### TEXT BLOCK
..............................

Let's see how it performs...

In [4]:
def run_olmar(eps=1, window_length=5):
    olmar = OLMAR(eps=eps, window_length=window_length)
    results = olmar.run(data)
    return results.portfolio_value
In [12]:
results_eps2 = run_olmar(eps=2)
[2013-03-07 22:11] INFO: Transform: Running StatefulTransform [mavg]
[2013-03-07 22:12] INFO: Transform: Finished StatefulTransform [mavg]
[2013-03-07 22:12] INFO: Performance: Simulated 2893 trading days out of 2893.
[2013-03-07 22:12] INFO: Performance: first open: 2001-08-01 13:30:00+00:00
[2013-03-07 22:12] INFO: Performance: last close: 2013-02-01 21:00:00+00:00
In [14]:
results_eps2.plot()
Out[14]:
<matplotlib.axes.AxesSubplot at 0xba48b8c>

Can we do better?

In [25]:
results_eps1 = run_olmar(eps=1)
[2013-03-07 22:44] INFO: Transform: Running StatefulTransform [mavg]
[2013-03-07 22:45] INFO: Transform: Finished StatefulTransform [mavg]
[2013-03-07 22:45] INFO: Performance: Simulated 2893 trading days out of 2893.
[2013-03-07 22:45] INFO: Performance: first open: 2001-08-01 13:30:00+00:00
[2013-03-07 22:45] INFO: Performance: last close: 2013-02-01 21:00:00+00:00
In [26]:
results_eps2.plot()
results_eps1.plot(c='g')
Out[26]:
<matplotlib.axes.AxesSubplot at 0xd6b49cc>

Parameter Optimization

Find parameter values eps and window_length that maximize objective function (i.e. cumulative wealth).

A solved problem?

Lots of optimization algorithms exist, for example:

  • Hill climbing / Gradient ascent
  • Convex optimization

Requirements and Properties:

  • Continuous, differentiable.
  • Convex
  • Serial

Our objective function:

  • Might be discontinuous, window_length is discrete.
  • Might be multi-modal.
  • Slow to compute -> need parallelism.

This is a more general problem, referred to as hyper-parameter optimization.

Support Vector Machine

  • Parameters:
    • Normal-vector of hyperplane $\leftarrow$ Convex
  • Hyper-parameters:
    • Soft margin parameter C.
    • Kernel-type (RBF, polynomial) and associated parameter.

Computational Neuroscience

  • Parameters:
    • Weights $\leftarrow$ Continuous.
  • Hyper-parameters:
    • Network architecture (number of hidden units and layers)

Algorithmic Trading

  • Parameter:
    • Portfolio-allocation.
  • Hyperparameters:
    • eps and window_length.

The problem thus far

  • Large-scale models.
  • Expensive to compute.
  • No knowledge how objective function changes w.r.t. hyper-parameters.

Required

  • Parallelism
  • Global methods (not gradient-descent)
    • Grid-search
    • Bayesian Optimization

Parallel Computing in Python

IPython Parallel

  • Multi-CPU, multi-host
  • Works with various backends (MPI, SSH)

Launch IPython cluster.

..............................

### DATA FOR REVIEW
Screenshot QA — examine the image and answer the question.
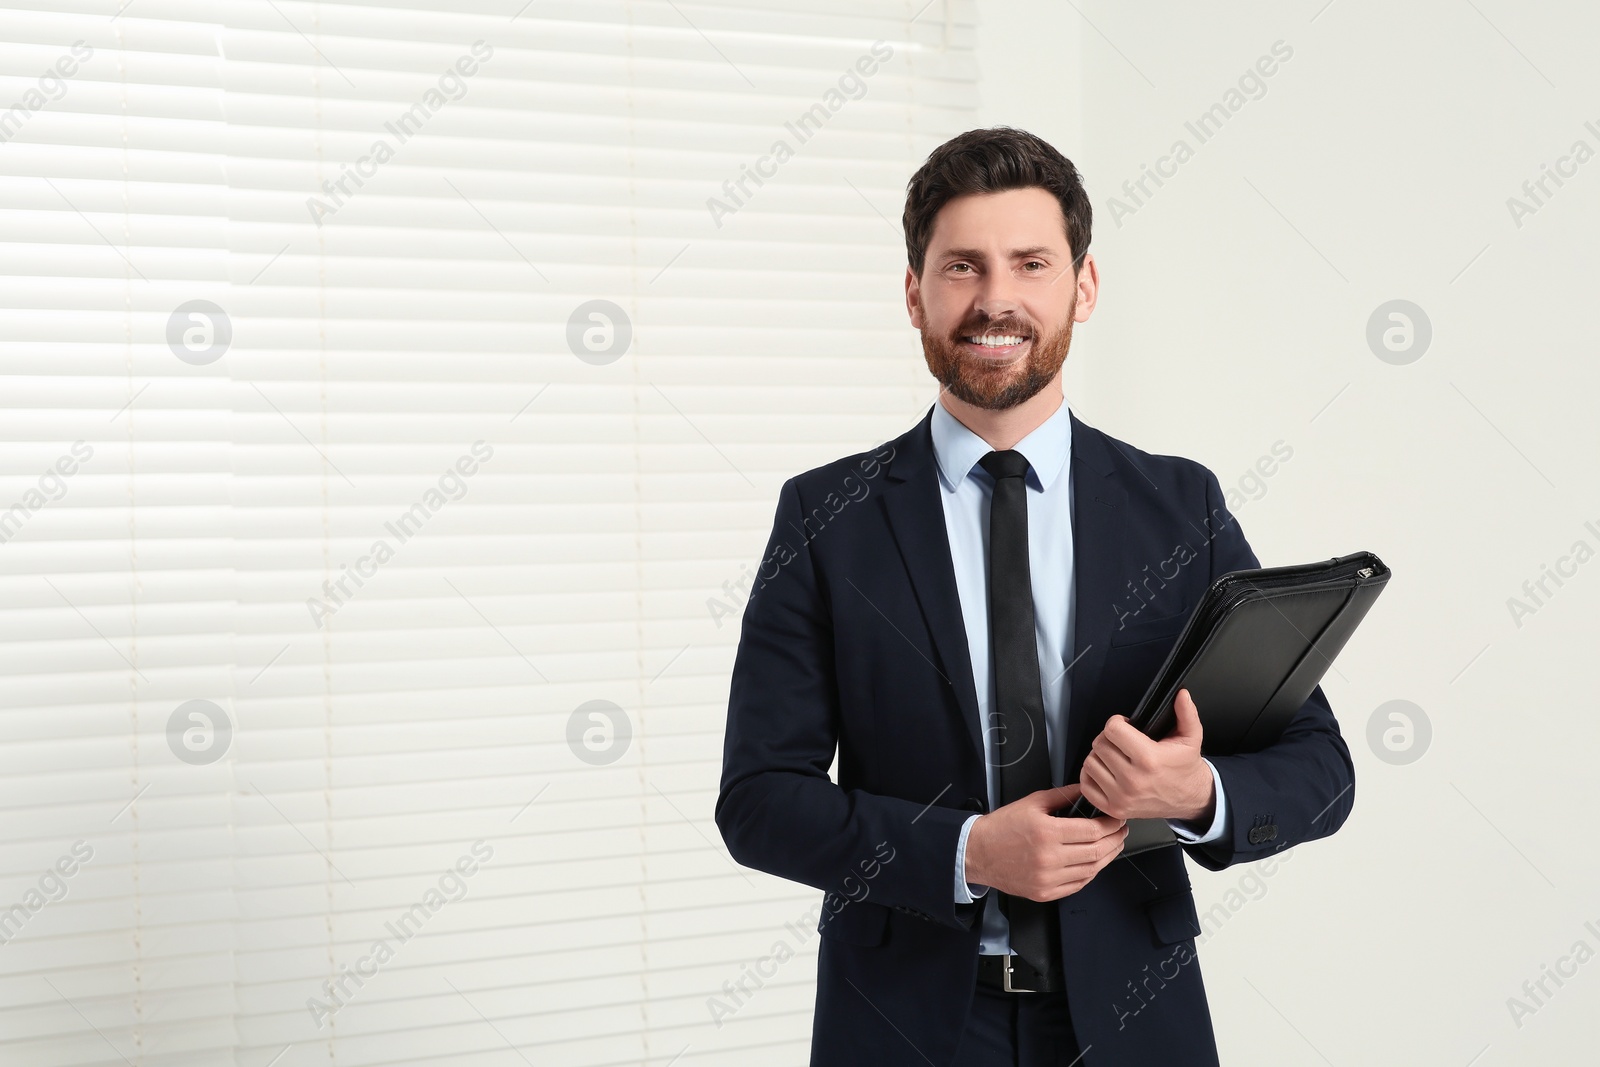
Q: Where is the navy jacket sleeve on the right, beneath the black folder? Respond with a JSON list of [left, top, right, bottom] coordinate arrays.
[[1184, 470, 1355, 870]]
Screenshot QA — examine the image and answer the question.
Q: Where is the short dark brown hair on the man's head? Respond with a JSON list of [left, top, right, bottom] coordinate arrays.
[[901, 126, 1094, 277]]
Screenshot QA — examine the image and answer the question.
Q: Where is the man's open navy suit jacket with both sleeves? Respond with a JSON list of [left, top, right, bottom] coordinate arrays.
[[717, 408, 1355, 1067]]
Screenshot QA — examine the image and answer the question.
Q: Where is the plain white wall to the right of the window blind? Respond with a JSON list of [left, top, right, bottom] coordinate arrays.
[[979, 0, 1600, 1065]]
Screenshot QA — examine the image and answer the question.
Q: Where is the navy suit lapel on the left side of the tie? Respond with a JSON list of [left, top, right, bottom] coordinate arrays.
[[883, 408, 984, 766]]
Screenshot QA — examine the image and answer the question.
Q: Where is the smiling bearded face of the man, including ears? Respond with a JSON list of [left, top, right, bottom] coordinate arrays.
[[906, 187, 1098, 411]]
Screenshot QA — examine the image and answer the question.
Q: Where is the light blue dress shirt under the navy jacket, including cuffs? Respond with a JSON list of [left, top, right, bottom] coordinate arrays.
[[933, 397, 1227, 953]]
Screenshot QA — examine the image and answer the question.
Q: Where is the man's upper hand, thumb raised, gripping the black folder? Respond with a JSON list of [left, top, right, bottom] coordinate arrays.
[[1081, 689, 1216, 830]]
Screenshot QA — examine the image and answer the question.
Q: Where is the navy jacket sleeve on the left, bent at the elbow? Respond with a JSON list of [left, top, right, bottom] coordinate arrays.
[[717, 478, 978, 929]]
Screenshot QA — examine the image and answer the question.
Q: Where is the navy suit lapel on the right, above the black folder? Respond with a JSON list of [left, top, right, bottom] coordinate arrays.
[[1066, 411, 1128, 782]]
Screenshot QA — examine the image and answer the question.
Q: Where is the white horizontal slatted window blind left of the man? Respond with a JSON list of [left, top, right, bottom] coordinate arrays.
[[0, 0, 976, 1067]]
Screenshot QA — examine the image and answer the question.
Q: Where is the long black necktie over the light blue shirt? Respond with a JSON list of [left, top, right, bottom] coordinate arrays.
[[978, 451, 1061, 973]]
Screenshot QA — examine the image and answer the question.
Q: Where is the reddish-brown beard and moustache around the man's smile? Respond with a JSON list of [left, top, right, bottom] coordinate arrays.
[[922, 298, 1078, 411]]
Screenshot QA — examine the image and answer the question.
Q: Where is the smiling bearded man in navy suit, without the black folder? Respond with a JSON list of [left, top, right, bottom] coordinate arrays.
[[717, 128, 1354, 1067]]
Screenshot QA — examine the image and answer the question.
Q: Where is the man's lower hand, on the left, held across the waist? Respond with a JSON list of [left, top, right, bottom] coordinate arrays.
[[965, 785, 1128, 902]]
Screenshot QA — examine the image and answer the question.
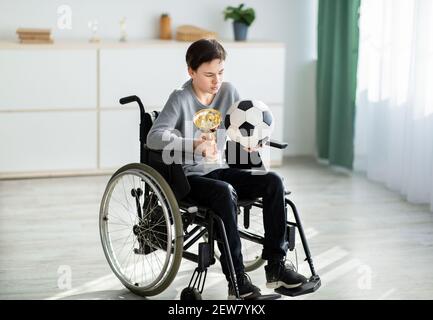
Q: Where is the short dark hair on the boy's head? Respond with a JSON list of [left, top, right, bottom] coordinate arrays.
[[186, 39, 226, 70]]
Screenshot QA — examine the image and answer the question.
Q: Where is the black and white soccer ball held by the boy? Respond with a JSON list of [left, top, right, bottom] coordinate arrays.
[[224, 100, 274, 148]]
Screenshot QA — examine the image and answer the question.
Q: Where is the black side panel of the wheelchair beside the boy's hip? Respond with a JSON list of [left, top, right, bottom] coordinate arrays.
[[142, 146, 191, 200]]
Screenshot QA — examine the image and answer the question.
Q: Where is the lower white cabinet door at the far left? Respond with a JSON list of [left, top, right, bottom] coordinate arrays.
[[0, 111, 97, 174]]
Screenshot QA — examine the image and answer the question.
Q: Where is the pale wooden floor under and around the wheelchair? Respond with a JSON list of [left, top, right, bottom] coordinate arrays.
[[0, 158, 433, 300]]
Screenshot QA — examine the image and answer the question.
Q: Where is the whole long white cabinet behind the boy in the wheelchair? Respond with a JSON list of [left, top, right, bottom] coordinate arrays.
[[0, 41, 285, 178]]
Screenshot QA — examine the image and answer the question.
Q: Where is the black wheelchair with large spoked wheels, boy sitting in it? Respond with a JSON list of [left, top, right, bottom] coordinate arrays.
[[99, 96, 321, 300]]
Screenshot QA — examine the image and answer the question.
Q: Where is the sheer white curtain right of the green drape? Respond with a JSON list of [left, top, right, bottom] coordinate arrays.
[[354, 0, 433, 211]]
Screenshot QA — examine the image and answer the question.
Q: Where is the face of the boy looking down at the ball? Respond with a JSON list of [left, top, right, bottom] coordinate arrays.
[[188, 59, 224, 94]]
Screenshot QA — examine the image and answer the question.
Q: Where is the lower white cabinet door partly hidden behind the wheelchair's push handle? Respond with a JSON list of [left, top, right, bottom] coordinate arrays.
[[100, 108, 140, 169]]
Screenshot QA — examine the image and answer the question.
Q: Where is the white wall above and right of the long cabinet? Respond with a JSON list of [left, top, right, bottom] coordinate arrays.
[[0, 0, 317, 155]]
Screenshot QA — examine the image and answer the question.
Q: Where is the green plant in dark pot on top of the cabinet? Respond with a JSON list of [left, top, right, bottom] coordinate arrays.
[[223, 3, 256, 41]]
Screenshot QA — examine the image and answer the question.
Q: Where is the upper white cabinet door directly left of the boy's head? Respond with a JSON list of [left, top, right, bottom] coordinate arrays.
[[100, 48, 189, 109]]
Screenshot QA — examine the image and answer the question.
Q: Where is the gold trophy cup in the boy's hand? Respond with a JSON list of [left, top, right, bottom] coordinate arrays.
[[193, 109, 222, 163]]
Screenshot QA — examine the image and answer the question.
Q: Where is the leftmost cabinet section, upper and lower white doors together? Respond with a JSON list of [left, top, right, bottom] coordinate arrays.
[[0, 45, 98, 177]]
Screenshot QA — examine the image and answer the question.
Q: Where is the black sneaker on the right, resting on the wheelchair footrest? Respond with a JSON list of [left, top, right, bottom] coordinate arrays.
[[265, 261, 308, 289]]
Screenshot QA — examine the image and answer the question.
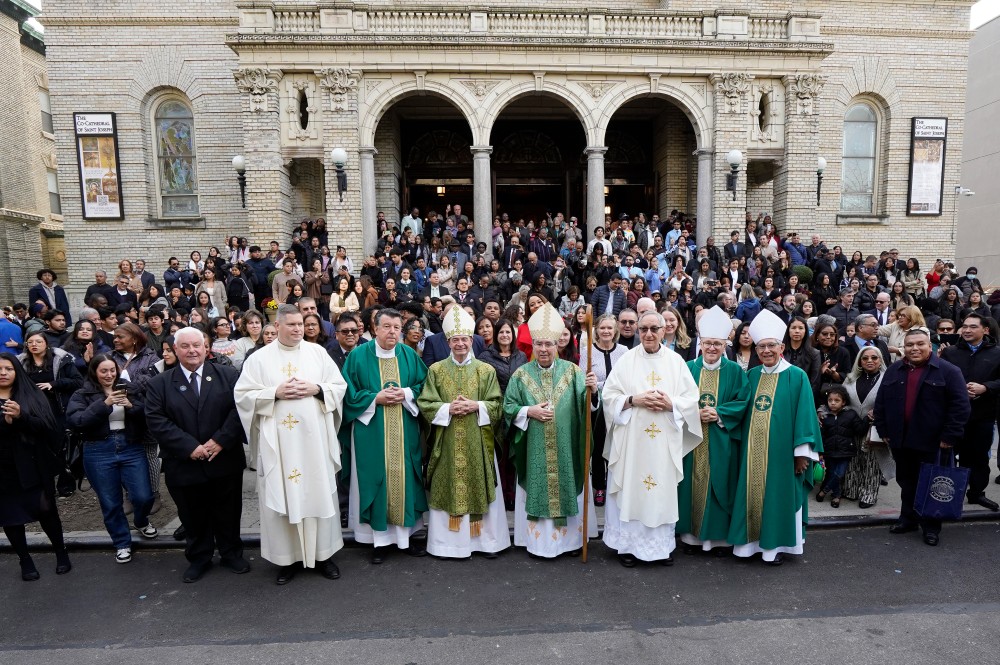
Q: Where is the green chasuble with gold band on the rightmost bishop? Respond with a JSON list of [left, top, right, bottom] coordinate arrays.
[[729, 365, 823, 550]]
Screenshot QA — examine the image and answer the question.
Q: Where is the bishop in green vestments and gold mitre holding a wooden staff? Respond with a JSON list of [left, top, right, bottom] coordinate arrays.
[[503, 303, 597, 558]]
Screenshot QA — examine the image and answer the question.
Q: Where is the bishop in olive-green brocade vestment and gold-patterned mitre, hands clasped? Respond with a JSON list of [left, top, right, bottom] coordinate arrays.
[[417, 305, 510, 558]]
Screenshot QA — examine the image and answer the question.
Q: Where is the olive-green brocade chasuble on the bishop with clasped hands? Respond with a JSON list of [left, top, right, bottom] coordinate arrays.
[[417, 356, 503, 522]]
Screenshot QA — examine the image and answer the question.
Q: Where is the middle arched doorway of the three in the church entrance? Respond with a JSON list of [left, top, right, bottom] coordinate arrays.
[[490, 95, 587, 221]]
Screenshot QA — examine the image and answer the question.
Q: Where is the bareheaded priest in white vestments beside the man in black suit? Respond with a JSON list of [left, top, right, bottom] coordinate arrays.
[[236, 305, 347, 584]]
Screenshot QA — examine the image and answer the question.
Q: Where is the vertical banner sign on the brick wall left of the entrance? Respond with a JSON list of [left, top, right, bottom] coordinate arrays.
[[73, 113, 125, 219]]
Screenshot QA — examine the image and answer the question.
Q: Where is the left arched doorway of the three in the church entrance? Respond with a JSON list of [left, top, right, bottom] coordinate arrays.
[[374, 93, 472, 231]]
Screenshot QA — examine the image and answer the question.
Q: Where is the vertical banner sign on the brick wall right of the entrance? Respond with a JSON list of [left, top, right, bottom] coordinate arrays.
[[906, 118, 948, 215]]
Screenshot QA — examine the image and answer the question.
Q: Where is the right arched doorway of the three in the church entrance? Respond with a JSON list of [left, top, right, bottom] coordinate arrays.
[[604, 95, 698, 227]]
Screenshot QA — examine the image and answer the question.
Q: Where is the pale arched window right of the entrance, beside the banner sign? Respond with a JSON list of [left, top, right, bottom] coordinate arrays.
[[840, 102, 878, 213]]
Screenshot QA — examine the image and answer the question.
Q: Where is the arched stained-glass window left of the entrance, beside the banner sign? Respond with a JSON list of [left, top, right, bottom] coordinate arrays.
[[153, 97, 199, 217]]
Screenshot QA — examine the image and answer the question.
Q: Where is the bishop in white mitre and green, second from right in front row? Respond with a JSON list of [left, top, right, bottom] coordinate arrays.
[[677, 307, 750, 553]]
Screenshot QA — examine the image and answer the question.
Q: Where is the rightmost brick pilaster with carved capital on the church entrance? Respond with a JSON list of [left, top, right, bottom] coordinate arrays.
[[774, 74, 832, 234]]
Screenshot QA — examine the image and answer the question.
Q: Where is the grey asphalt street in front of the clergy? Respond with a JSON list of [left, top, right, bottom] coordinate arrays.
[[0, 522, 1000, 665]]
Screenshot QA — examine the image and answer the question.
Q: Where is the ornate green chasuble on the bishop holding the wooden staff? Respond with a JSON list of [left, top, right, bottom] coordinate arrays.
[[503, 358, 590, 524]]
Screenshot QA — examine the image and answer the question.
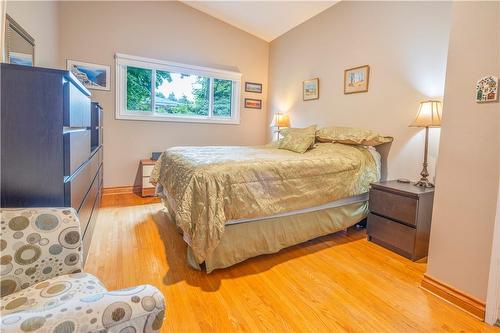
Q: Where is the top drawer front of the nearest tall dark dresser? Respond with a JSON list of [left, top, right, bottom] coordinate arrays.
[[63, 81, 90, 127]]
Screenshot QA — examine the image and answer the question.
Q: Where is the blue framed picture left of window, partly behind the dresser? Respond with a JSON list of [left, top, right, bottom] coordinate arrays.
[[66, 59, 110, 90]]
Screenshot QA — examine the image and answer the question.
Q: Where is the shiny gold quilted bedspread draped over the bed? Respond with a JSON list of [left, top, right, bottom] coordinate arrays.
[[151, 143, 378, 263]]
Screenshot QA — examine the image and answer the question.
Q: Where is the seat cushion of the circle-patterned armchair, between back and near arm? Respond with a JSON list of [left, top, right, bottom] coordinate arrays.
[[0, 273, 107, 319]]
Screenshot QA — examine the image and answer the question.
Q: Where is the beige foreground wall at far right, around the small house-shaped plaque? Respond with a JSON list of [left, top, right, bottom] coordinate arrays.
[[427, 2, 500, 300]]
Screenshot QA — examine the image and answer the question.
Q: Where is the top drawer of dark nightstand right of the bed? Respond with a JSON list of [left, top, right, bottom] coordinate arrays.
[[369, 189, 418, 225]]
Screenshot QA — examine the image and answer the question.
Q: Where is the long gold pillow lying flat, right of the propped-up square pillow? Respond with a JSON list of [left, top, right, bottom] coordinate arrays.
[[316, 127, 393, 146]]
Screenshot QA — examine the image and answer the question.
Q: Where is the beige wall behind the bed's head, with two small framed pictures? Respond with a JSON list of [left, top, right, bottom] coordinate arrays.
[[268, 1, 451, 179]]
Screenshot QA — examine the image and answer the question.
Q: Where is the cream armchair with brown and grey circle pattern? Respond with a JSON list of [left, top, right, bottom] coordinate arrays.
[[0, 208, 165, 333]]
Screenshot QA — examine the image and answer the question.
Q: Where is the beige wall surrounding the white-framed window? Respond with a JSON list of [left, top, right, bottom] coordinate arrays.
[[59, 1, 269, 187]]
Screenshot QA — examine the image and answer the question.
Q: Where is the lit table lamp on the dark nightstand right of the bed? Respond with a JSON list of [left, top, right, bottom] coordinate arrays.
[[410, 101, 442, 187]]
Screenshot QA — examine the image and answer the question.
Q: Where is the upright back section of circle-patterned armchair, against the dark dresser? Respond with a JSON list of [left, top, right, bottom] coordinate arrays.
[[0, 208, 82, 297]]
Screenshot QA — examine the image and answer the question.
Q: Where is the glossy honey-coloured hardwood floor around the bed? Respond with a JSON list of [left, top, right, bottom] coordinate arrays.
[[85, 195, 500, 333]]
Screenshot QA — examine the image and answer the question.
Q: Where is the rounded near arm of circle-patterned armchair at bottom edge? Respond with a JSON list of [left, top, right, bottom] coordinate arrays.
[[1, 285, 165, 333]]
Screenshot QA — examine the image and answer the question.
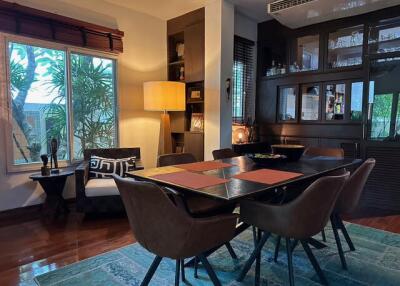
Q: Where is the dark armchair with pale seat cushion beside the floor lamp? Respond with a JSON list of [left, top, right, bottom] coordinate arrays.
[[75, 147, 143, 213]]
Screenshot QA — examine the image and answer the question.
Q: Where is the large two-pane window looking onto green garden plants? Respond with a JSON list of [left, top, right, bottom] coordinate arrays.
[[7, 41, 116, 165]]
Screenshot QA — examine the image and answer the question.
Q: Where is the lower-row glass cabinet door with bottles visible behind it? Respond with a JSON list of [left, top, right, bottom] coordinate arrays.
[[325, 83, 346, 121]]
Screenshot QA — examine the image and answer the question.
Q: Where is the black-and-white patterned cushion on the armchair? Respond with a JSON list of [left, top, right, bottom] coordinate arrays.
[[89, 156, 136, 178]]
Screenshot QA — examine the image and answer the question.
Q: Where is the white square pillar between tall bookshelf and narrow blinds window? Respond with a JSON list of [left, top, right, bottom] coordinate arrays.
[[204, 0, 235, 160]]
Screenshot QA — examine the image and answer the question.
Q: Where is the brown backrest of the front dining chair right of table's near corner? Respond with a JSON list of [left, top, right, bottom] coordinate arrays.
[[284, 172, 350, 239]]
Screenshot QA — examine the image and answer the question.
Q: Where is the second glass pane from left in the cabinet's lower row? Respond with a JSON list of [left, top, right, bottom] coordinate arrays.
[[301, 85, 320, 121]]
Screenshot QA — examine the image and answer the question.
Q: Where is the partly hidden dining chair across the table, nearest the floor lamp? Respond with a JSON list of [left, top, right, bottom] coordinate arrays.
[[157, 153, 237, 278]]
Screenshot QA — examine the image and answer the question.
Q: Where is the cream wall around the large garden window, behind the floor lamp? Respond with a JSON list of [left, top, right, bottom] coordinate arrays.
[[0, 0, 167, 211]]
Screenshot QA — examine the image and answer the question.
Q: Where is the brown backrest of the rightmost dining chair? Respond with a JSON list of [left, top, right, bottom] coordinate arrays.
[[335, 158, 376, 214]]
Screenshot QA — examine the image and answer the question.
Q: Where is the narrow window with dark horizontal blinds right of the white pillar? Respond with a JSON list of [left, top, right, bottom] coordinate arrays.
[[232, 36, 254, 123]]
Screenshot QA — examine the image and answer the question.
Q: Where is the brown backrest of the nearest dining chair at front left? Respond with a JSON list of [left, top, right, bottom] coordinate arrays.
[[114, 176, 192, 257]]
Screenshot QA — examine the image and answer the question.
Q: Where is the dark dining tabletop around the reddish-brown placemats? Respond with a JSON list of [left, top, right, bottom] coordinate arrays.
[[126, 156, 362, 201]]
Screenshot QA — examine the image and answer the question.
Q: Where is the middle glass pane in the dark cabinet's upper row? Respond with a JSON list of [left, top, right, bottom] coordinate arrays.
[[327, 25, 364, 69]]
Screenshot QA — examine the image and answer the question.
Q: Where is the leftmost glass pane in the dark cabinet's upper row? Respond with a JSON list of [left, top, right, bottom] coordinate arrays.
[[289, 34, 319, 72]]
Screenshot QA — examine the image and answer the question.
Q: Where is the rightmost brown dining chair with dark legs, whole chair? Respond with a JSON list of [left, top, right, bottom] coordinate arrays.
[[331, 158, 376, 269]]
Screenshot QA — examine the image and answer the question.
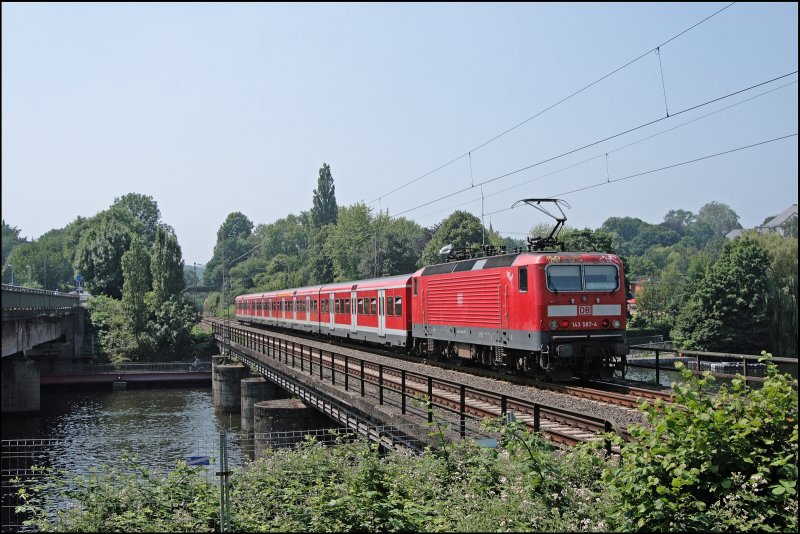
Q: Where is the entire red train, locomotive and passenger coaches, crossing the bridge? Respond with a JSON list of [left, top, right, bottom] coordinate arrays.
[[235, 251, 628, 380]]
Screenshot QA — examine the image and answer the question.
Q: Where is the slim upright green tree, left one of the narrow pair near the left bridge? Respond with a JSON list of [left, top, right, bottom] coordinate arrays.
[[122, 236, 152, 340]]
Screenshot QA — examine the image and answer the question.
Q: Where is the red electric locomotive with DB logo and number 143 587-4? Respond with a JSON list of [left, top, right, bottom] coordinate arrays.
[[411, 252, 627, 378]]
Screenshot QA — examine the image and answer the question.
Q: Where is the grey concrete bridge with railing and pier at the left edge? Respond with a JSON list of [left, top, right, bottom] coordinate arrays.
[[2, 284, 85, 413]]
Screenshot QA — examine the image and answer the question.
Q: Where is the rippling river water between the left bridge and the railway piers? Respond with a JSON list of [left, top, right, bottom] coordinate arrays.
[[2, 387, 241, 472]]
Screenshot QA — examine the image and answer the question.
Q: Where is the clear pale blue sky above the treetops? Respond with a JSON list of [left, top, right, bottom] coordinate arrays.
[[2, 2, 798, 265]]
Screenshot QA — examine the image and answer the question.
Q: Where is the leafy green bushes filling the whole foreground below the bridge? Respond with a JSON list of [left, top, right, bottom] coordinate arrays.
[[20, 362, 798, 532]]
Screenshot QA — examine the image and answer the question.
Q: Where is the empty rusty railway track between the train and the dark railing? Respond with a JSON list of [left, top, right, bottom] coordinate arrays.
[[208, 323, 635, 452]]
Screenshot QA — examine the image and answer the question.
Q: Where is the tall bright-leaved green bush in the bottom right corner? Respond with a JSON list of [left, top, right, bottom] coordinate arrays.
[[603, 362, 798, 532]]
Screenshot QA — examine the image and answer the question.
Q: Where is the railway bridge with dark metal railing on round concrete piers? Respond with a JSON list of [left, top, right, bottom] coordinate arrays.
[[212, 321, 615, 450]]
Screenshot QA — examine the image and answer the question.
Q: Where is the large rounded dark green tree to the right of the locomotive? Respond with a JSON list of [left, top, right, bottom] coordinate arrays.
[[672, 238, 769, 353]]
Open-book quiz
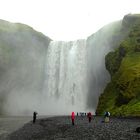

..............................

### EXERCISE OBJECTIVE
Pick up the OLMAR parameter-tuning notes after their last line, "Launch IPython cluster.", and write what comes next.

### RESULT OF THE TASK
  • command line: ipcluster
  • IPython notebook

Connect to master

In [9]:
from IPython.parallel import Client
client = Client()
queue = client.direct_view()
print "Available workers: ", len(queue)
Available workers:  2
In [10]:
squared = queue.map_sync(lambda x: x**2, [1, 2, 3, 4])
print squared
[1, 4, 9, 16]

%%px magic allows execution of cell on all nodes

In [3]:
%%px
import numpy as np
print np.linspace(0, 1, 5)
[stdout:0] [ 0.    0.25  0.5   0.75  1.  ]
[stdout:1] [ 0.    0.25  0.5   0.75  1.  ]

Great -- can run models in parallel on my laptop!

In [5]:
!cat ~/.starcluster/config_pydata
[global]
INCLUDE=~/.starcluster/aws, ~/.starcluster/keys
DEFAULT_TEMPLATE=pydata

[cluster pydata]
KEYNAME = mykey
CLUSTER_SIZE = 20
NODE_INSTANCE_TYPE = c1.xlarge
NODE_IMAGE_ID = ami-8e38a4e7 # zipline specific
PLUGINS = ipcluster

[plugin ipcluster]
SETUP_CLASS = starcluster.plugins.ipcluster.IPCluster
In [4]:
tic = time.time()

!starcluster -c ~/.starcluster/config_pydata start pydata

toc = time.time()
StarCluster - (http://star.mit.edu/cluster) (v. 0.9999)
Software Tools for Academics and Researchers (STAR)
Please submit bug reports to starcluster@mit.edu

>>> Using default cluster template: pydata
>>> Validating cluster template settings...
>>> Cluster template settings are valid
>>> Starting cluster...
>>> Launching a 20-node cluster...
>>> Creating security group @sc-pydata...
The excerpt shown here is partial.